**Task to carry out**
Report each line of the listing below that contains the string "crop", reproducing every such line in full.

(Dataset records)
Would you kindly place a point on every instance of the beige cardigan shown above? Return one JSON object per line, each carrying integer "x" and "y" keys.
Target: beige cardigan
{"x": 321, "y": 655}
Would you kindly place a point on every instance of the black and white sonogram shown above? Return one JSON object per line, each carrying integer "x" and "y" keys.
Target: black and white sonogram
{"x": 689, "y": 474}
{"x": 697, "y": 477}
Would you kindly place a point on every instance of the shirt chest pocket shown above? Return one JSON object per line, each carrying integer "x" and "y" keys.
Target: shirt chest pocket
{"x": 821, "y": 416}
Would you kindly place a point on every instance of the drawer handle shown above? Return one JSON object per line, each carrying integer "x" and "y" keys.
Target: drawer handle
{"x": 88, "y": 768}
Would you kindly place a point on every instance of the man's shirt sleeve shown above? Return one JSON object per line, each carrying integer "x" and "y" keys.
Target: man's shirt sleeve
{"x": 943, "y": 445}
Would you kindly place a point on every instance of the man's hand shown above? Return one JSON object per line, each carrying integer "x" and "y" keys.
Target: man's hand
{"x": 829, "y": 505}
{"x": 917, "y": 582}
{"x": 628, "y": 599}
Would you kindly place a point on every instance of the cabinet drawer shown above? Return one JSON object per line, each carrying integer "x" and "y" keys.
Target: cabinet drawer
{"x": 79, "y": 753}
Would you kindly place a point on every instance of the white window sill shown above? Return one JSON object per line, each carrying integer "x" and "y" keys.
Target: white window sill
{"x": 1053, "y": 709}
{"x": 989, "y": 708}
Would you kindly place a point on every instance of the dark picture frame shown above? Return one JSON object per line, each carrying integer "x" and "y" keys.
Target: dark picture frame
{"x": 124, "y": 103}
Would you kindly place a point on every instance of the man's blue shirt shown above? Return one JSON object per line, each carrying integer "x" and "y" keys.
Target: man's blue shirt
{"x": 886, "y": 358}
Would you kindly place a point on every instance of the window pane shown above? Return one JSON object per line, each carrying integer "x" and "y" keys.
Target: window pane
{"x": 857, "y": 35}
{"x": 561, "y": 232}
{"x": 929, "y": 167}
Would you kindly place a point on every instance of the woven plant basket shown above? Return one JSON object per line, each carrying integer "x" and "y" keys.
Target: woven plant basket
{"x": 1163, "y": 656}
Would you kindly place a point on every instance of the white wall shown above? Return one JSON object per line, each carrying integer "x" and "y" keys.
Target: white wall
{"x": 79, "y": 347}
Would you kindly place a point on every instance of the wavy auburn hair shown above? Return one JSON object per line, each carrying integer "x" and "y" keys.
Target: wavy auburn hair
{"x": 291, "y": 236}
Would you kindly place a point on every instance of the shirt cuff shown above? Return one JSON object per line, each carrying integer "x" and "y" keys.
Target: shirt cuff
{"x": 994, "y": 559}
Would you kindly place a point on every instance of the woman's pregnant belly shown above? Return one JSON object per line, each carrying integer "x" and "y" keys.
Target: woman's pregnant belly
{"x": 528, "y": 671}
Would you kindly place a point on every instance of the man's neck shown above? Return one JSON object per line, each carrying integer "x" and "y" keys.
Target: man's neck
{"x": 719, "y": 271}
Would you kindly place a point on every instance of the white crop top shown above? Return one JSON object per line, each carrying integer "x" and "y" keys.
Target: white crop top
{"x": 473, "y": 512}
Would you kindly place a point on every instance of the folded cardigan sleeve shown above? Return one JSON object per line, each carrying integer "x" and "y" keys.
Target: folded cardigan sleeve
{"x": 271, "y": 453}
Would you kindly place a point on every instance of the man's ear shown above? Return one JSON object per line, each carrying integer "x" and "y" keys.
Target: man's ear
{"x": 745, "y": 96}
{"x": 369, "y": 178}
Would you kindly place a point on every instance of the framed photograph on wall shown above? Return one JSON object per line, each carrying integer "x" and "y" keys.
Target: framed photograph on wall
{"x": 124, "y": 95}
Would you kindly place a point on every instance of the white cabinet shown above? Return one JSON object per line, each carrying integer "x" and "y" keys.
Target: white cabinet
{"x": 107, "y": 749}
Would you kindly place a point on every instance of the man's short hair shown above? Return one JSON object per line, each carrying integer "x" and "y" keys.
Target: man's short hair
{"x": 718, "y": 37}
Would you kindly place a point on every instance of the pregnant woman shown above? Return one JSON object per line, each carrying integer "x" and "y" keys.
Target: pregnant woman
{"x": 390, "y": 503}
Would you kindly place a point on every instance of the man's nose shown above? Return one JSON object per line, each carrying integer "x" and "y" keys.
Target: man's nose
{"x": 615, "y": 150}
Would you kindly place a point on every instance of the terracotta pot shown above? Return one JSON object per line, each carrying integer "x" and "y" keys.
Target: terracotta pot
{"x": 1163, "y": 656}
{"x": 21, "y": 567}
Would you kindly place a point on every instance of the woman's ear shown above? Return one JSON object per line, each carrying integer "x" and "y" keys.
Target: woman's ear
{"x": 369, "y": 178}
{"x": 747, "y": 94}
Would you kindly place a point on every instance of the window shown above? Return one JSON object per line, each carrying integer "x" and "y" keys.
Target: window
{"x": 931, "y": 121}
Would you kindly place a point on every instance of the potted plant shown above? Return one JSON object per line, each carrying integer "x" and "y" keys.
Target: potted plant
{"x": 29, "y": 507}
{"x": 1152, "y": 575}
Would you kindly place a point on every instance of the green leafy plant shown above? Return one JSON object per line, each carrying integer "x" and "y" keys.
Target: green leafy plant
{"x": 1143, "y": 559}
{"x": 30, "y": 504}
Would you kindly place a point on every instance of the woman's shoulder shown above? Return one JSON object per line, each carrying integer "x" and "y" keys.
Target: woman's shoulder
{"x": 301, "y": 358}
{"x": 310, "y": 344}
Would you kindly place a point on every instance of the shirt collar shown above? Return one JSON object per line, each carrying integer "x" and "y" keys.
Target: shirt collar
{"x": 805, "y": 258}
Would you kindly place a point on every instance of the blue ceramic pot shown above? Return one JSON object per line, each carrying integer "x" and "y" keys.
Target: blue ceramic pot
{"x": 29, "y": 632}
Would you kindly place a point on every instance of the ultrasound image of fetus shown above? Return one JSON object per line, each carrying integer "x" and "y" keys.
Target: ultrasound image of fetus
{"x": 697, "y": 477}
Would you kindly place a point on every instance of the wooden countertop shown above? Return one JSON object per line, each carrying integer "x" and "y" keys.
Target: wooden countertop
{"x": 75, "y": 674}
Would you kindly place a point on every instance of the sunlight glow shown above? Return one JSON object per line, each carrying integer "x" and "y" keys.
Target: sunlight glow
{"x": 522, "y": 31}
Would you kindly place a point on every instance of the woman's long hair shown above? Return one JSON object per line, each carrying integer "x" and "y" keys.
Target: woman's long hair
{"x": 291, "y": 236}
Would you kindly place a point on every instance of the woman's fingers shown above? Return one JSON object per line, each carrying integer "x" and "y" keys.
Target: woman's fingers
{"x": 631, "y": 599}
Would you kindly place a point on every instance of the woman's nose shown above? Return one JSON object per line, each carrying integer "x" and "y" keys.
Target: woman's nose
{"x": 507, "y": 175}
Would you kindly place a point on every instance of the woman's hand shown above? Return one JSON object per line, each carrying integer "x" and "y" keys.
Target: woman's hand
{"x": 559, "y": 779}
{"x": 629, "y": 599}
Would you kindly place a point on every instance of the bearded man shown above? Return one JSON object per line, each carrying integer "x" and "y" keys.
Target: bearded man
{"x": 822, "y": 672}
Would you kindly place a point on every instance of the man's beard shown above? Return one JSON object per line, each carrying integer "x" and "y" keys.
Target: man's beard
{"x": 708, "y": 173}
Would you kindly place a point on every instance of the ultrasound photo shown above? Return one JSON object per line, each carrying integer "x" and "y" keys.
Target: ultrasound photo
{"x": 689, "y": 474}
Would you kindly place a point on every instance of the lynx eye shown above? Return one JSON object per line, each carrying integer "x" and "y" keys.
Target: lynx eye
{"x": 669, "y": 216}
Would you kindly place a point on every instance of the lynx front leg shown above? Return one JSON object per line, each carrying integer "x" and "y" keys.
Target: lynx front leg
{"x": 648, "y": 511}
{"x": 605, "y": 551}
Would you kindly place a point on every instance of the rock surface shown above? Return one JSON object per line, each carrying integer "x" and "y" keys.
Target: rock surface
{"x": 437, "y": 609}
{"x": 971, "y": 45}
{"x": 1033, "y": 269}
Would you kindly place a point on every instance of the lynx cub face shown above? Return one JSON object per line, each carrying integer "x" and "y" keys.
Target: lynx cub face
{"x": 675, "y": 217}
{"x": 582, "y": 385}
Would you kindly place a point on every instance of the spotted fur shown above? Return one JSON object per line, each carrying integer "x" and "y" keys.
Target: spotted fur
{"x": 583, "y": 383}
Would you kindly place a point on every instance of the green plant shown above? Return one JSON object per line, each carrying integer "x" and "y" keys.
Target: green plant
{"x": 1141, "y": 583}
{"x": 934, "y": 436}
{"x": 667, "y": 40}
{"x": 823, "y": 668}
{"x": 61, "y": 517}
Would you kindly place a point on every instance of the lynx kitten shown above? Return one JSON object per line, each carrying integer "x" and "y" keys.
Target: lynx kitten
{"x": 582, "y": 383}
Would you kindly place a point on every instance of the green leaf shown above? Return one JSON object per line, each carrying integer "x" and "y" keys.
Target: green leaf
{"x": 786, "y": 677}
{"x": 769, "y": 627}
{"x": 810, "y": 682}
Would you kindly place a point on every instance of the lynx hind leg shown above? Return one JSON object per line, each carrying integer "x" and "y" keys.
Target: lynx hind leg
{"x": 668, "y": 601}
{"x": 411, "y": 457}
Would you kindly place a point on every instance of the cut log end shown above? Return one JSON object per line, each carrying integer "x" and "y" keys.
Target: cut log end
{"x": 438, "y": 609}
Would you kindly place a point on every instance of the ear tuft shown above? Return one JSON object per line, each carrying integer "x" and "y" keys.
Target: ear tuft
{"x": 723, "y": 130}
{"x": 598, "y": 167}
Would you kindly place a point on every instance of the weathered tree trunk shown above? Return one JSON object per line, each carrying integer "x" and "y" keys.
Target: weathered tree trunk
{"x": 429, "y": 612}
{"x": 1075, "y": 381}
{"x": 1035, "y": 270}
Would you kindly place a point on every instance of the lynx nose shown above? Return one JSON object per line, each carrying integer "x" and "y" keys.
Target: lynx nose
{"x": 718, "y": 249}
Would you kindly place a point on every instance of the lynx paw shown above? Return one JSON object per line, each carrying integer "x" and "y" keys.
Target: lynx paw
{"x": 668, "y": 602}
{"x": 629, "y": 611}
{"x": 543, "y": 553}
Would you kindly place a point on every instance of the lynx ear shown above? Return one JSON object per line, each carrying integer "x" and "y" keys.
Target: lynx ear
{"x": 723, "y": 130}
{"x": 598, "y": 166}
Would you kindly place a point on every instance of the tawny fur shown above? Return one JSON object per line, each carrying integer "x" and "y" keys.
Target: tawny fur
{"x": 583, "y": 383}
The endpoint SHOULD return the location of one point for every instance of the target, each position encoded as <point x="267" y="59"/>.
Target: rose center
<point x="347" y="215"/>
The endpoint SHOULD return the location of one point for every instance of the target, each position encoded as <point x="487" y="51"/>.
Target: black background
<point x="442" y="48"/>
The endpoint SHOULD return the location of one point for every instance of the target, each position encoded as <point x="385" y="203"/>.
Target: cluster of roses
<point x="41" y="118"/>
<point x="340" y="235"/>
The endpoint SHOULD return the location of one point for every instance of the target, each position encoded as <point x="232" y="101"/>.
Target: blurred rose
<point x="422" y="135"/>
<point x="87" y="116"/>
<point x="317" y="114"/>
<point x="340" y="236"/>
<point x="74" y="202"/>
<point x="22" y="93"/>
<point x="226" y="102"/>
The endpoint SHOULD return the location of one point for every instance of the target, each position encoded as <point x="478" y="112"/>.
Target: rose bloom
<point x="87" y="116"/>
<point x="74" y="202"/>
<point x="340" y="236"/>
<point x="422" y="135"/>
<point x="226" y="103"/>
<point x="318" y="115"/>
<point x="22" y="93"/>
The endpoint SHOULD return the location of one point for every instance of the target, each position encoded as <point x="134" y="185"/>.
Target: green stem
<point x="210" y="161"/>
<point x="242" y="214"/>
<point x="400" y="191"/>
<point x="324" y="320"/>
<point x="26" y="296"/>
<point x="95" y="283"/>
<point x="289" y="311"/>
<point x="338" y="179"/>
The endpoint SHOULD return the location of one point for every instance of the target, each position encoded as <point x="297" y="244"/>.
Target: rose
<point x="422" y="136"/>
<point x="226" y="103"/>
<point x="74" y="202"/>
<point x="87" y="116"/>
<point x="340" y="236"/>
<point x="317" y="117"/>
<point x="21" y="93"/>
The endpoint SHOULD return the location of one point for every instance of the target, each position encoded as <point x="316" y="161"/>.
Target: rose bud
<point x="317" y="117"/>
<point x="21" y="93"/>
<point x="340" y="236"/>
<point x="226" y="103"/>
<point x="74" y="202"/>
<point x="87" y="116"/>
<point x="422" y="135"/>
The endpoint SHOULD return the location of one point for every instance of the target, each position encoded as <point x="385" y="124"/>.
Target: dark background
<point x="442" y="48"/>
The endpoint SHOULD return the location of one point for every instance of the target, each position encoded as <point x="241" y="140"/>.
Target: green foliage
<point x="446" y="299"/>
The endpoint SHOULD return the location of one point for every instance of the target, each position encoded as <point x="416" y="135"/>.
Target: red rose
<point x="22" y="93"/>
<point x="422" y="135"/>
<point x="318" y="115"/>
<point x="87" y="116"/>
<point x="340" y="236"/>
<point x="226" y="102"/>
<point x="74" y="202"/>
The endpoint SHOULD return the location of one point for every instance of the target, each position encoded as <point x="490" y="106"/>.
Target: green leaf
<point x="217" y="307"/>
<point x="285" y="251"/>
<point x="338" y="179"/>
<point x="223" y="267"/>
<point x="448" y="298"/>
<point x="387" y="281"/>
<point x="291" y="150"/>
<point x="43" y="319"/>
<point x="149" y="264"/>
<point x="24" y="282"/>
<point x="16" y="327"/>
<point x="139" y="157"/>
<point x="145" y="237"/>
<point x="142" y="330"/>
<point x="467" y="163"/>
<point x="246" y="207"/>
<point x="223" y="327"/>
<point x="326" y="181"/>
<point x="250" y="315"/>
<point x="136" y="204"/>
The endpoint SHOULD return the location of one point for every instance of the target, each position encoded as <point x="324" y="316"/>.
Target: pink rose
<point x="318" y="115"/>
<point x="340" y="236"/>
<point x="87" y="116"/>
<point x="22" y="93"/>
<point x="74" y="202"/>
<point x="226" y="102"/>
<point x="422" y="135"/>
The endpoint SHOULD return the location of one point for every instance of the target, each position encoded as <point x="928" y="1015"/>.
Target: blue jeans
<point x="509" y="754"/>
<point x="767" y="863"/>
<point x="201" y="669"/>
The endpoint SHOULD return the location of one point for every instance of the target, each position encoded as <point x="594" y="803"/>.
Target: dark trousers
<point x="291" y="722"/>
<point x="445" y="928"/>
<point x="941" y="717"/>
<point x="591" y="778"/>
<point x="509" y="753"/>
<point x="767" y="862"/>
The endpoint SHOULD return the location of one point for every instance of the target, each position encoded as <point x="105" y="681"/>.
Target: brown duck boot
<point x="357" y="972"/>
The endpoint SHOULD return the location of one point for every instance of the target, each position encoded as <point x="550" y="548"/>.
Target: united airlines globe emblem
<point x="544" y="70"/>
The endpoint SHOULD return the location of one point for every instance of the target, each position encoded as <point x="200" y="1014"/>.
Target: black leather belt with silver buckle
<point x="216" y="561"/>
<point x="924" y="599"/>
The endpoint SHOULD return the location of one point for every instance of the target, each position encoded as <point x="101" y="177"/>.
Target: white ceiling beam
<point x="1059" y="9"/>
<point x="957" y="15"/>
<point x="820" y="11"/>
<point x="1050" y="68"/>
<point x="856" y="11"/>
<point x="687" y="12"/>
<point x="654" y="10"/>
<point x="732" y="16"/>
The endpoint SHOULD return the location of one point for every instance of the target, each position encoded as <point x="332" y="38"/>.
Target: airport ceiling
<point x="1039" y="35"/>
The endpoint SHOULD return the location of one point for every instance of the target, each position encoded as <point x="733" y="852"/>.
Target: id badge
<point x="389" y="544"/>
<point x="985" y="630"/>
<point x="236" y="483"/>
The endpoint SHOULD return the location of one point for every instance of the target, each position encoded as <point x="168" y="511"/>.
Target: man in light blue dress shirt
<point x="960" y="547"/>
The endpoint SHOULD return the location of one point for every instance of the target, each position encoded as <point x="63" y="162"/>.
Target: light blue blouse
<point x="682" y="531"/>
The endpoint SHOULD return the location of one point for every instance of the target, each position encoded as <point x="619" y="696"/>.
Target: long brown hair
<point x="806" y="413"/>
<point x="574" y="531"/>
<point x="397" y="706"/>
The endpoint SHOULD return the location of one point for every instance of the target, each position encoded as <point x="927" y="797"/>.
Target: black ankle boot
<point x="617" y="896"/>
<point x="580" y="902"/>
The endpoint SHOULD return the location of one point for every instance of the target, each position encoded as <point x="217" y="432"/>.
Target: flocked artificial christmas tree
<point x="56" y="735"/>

**Result for this exercise**
Would you kindly place a point on every instance of the white crop top shown above? Return one JSON object per line, each carrying integer "x" and "y" keys.
Target: white crop top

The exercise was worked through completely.